DIRECTIONS:
Render everything from the line containing "Would you mind spotting the concrete" down to the line containing "<point>10,91</point>" as a Markdown table with the columns n and Line, one row per line and blank lines left out.

EXCERPTED DATA:
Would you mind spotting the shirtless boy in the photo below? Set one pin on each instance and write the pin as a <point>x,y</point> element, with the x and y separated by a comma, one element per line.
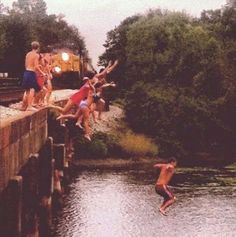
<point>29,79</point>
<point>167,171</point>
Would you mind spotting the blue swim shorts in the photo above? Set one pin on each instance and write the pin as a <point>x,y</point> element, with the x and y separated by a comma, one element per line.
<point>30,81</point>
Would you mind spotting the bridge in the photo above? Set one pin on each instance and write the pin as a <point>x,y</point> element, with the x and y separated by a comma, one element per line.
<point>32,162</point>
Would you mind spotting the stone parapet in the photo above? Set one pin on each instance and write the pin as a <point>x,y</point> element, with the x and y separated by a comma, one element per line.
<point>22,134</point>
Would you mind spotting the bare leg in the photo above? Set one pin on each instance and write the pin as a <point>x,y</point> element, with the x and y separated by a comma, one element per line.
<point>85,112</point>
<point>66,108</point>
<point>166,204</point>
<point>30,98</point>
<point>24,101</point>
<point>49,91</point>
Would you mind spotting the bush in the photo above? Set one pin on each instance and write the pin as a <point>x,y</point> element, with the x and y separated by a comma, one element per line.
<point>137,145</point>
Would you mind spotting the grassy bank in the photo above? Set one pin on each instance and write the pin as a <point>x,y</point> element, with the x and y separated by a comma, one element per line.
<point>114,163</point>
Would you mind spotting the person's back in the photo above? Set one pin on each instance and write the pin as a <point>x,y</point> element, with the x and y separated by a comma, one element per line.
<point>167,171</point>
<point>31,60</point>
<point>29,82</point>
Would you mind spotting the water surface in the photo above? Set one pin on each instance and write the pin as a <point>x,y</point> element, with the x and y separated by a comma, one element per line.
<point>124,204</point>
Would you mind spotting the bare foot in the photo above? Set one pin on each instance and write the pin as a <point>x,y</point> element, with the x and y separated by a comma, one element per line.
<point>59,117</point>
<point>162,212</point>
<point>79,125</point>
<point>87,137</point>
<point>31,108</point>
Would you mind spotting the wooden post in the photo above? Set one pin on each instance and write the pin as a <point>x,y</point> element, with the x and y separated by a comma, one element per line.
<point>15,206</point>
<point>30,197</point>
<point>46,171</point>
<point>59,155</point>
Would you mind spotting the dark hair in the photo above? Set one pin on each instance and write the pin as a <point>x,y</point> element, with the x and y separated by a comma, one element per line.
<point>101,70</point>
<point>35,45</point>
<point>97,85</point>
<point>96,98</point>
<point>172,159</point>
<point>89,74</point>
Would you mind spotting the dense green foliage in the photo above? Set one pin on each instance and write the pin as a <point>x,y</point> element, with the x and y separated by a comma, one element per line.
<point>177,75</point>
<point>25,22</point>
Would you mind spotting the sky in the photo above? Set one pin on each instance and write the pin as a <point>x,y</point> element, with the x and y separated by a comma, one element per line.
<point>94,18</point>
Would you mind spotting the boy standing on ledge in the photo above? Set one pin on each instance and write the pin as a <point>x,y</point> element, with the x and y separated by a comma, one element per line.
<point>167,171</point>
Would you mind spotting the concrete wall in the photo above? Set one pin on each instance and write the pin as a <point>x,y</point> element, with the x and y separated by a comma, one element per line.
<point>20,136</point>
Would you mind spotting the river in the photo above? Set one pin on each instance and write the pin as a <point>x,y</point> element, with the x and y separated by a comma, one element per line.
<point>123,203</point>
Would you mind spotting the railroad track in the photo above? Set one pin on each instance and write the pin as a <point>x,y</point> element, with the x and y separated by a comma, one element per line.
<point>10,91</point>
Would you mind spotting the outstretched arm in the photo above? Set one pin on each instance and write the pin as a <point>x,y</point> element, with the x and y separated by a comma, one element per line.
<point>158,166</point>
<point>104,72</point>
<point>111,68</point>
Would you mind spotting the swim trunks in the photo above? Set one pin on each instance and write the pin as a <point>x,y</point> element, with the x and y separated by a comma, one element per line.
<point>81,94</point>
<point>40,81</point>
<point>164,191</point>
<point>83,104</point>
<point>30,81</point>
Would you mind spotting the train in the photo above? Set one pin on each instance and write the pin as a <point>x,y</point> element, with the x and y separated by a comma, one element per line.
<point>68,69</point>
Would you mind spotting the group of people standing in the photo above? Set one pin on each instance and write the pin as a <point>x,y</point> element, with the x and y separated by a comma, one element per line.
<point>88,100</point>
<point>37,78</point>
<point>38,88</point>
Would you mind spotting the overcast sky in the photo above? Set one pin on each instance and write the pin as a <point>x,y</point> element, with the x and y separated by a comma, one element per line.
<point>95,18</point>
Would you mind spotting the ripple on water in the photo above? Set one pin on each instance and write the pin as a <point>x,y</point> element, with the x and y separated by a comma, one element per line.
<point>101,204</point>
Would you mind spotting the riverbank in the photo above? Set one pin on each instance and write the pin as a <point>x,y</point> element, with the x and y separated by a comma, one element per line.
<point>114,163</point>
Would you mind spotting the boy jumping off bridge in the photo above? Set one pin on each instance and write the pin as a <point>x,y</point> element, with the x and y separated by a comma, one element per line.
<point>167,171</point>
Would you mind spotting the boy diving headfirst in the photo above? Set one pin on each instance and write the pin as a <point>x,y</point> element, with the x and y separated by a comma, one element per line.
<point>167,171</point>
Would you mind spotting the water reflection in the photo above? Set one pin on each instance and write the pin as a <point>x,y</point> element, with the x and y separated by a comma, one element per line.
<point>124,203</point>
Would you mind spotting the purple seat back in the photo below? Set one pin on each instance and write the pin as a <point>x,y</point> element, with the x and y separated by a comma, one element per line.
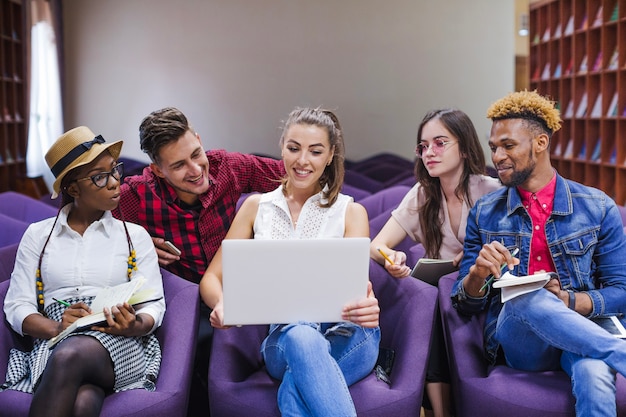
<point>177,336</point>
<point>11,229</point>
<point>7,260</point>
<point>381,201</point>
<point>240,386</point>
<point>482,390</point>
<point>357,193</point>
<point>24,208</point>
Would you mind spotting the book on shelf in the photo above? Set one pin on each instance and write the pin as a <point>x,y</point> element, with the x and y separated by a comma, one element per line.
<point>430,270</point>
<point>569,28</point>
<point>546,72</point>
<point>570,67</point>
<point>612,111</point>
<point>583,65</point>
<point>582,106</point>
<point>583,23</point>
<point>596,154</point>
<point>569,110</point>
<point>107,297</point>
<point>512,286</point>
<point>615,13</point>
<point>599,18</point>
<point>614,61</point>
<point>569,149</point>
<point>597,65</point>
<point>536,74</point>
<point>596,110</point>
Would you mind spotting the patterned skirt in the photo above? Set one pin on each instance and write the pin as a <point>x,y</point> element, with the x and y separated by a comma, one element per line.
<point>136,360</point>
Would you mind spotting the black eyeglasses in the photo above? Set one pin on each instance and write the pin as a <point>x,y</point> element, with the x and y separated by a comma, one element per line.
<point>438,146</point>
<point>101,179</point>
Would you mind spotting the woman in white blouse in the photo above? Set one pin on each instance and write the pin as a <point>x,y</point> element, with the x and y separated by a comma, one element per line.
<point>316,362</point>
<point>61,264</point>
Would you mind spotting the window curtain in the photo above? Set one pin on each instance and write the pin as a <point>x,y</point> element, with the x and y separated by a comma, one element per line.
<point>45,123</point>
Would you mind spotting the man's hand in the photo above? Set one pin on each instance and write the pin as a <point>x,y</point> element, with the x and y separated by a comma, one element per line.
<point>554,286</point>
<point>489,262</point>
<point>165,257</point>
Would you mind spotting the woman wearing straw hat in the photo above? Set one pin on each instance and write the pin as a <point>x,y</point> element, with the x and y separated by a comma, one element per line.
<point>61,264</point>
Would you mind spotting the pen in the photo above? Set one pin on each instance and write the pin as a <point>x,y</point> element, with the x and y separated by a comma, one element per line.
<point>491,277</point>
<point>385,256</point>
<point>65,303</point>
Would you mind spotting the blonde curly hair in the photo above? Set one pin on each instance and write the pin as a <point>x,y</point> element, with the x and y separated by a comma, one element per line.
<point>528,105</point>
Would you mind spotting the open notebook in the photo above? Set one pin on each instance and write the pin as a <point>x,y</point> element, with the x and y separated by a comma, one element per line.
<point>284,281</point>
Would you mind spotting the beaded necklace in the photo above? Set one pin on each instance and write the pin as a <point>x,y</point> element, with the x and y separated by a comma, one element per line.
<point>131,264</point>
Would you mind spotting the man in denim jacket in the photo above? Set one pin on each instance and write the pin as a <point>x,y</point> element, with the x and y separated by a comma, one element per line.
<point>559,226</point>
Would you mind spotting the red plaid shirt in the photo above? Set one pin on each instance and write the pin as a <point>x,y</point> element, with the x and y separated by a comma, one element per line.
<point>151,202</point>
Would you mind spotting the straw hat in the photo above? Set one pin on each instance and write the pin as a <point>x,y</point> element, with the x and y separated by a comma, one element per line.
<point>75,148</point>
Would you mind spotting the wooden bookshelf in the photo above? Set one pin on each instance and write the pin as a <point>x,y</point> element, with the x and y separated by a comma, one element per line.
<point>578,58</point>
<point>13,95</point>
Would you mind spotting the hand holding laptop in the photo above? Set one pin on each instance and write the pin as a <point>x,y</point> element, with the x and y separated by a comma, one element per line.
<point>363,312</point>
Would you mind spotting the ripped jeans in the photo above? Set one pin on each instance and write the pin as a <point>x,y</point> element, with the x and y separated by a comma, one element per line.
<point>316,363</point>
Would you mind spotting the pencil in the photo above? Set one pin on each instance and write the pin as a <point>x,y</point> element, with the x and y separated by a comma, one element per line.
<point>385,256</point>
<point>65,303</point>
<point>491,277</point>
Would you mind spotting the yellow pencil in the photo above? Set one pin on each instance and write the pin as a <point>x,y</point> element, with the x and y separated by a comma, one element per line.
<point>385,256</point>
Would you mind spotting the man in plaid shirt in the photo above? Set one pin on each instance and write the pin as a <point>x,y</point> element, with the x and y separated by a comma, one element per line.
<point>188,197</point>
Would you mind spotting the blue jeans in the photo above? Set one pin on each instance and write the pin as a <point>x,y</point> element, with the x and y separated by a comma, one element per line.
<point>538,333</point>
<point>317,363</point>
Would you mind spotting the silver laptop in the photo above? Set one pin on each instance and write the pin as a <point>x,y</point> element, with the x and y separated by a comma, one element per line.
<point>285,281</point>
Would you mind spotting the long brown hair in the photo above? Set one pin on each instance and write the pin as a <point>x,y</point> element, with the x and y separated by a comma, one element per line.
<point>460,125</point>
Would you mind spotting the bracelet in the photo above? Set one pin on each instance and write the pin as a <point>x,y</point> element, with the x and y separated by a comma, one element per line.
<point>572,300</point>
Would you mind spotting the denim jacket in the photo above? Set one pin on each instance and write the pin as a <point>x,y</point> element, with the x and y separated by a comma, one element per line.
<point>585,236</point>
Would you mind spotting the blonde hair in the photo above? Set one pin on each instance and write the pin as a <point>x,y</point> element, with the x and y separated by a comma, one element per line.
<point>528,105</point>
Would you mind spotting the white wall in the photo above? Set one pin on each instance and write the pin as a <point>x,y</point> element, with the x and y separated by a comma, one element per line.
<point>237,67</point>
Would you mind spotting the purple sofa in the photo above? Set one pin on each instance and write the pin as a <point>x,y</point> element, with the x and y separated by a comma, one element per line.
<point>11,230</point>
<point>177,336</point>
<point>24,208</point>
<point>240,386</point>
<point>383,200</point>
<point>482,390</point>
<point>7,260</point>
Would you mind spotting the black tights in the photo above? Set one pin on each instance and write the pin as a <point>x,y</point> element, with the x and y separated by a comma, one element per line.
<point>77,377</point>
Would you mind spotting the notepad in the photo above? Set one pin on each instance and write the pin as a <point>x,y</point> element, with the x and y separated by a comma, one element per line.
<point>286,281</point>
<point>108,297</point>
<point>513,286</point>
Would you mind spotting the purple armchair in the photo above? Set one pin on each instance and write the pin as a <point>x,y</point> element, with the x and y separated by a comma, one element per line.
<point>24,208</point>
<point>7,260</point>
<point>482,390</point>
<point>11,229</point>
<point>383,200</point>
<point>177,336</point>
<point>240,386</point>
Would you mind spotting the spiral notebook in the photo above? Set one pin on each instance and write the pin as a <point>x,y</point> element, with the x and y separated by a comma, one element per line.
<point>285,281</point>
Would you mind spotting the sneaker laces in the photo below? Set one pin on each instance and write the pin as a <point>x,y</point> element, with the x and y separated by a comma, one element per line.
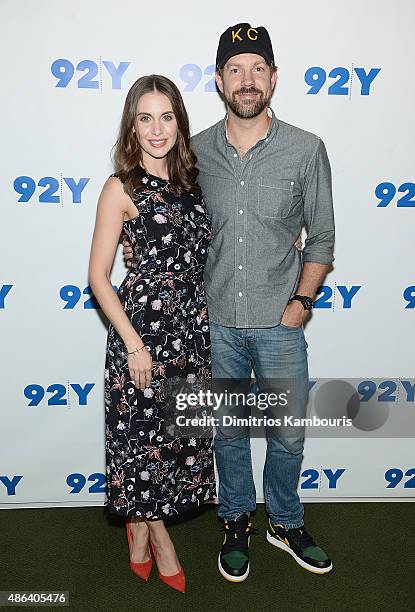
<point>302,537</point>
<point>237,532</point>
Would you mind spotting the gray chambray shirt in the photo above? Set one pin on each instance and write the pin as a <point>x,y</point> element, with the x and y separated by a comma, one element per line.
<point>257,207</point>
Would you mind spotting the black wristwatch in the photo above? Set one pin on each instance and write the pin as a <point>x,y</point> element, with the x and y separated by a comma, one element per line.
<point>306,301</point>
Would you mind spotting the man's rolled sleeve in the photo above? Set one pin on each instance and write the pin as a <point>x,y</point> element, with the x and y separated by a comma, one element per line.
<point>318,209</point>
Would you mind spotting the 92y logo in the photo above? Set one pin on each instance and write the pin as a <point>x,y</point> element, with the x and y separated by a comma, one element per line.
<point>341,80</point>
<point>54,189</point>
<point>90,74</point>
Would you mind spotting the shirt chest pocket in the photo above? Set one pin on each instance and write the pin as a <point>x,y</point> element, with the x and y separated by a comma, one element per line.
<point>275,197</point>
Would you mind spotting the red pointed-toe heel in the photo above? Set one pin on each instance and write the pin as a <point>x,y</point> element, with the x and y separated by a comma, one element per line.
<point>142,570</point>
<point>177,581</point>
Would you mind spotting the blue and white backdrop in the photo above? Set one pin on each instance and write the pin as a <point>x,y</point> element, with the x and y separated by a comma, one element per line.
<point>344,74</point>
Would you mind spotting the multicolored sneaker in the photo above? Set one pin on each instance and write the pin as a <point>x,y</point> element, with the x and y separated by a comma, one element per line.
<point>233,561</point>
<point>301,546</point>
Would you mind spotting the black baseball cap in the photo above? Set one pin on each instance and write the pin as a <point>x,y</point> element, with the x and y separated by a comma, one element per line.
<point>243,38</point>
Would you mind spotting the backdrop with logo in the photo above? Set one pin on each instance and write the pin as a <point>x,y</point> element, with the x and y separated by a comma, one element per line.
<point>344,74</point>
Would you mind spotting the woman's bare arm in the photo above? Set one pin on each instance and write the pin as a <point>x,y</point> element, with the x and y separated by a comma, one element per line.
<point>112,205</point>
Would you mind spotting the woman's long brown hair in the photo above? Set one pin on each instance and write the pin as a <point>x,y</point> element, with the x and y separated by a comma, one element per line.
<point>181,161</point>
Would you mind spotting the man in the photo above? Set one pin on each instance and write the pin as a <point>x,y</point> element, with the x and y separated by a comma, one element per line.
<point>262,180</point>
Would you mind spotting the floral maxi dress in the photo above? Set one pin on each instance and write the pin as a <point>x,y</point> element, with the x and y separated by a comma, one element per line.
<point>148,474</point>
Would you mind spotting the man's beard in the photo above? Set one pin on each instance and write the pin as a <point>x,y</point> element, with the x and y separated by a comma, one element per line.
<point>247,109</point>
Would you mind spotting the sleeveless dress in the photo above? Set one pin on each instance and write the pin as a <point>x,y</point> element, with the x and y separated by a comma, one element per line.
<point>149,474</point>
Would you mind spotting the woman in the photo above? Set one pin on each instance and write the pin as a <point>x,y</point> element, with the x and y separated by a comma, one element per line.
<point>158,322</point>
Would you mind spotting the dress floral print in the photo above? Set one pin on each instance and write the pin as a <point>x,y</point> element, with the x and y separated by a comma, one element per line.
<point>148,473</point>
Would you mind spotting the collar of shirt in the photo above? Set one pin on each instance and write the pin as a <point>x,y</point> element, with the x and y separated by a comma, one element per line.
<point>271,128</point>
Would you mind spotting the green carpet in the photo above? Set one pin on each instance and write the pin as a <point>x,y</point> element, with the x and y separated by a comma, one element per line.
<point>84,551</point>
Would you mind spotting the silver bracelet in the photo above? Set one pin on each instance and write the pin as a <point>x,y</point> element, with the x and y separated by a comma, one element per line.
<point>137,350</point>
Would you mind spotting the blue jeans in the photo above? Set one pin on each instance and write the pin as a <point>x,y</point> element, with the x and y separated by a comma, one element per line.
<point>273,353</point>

WORKED SOLUTION:
| n | Line |
|---|---|
| 1 | Would you mind spotting the concrete wall in the photo above? Set one pin on each instance and write the pin as a <point>x,y</point> element, with the x and y separated by a comma, one element per line. |
| 2 | <point>20,136</point> |
| 3 | Would you mind spotting the river in the photo above? Set one pin on each instance and write the pin as a <point>x,y</point> element, with the x and y separated by a comma, one element per line. |
| 4 | <point>123,203</point> |
| 5 | Would you mind spotting the railroad track in the photo above? Set one pin on each instance and write the pin as a <point>x,y</point> element, with the x and y separated by a comma, one element per line. |
| 6 | <point>10,91</point> |